**Object location annotation data:**

------------------------------

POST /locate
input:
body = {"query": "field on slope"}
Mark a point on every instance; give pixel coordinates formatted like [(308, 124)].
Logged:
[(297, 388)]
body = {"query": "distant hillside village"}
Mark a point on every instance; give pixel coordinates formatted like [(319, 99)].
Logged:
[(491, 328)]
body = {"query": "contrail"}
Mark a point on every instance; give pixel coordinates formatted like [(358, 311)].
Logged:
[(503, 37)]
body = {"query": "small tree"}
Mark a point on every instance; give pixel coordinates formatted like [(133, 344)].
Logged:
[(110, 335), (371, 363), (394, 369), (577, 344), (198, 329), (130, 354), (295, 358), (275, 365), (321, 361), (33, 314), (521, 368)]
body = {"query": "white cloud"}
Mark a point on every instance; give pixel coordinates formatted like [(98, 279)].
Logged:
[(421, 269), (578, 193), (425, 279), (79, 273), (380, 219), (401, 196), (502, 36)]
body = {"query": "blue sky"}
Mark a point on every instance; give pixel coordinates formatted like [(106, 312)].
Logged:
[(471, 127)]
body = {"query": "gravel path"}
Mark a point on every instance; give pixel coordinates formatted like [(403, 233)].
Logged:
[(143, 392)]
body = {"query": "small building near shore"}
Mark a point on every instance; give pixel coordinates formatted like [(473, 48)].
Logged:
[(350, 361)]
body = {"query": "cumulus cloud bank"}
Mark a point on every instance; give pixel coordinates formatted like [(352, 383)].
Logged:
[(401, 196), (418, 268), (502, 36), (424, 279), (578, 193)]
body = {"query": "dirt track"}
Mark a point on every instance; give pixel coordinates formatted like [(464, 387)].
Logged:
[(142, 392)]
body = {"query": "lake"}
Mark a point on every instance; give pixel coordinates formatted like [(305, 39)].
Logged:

------------------------------

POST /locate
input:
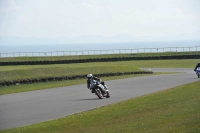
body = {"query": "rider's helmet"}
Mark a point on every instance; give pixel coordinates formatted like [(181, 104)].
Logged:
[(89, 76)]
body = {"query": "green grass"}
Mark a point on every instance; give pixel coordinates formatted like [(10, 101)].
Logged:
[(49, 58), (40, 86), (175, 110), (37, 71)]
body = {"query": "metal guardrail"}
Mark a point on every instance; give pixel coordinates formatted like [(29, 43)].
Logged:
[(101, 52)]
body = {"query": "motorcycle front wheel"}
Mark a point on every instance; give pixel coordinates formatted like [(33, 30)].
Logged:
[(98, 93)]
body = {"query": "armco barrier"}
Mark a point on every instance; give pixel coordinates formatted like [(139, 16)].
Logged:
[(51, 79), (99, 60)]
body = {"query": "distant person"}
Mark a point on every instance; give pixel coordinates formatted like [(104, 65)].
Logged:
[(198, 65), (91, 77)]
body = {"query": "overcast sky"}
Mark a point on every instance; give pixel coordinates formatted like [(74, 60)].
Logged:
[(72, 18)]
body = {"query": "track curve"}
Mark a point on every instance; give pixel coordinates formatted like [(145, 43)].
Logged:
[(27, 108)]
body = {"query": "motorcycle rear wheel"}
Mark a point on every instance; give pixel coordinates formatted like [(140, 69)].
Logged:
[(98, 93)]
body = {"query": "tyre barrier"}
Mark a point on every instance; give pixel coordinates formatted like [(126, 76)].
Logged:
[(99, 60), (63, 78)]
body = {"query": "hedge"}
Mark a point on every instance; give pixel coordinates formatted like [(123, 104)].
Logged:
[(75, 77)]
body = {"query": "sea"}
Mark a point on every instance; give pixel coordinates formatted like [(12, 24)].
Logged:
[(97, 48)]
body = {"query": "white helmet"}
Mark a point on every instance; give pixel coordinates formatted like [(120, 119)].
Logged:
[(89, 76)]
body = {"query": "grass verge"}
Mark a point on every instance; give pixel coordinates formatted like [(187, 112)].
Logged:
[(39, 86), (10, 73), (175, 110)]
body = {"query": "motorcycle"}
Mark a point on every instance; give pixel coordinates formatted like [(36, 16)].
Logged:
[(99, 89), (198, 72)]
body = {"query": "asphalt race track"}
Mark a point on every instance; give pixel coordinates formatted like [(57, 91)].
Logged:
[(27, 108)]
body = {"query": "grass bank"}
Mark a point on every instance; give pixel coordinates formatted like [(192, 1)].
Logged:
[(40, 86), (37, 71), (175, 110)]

------------------------------

**WHAT IS EXPECTED:**
Report how many lines of the rows above contain the string "track", counting only matches in the same case.

**SOLUTION FOR THIS PROBLEM:**
3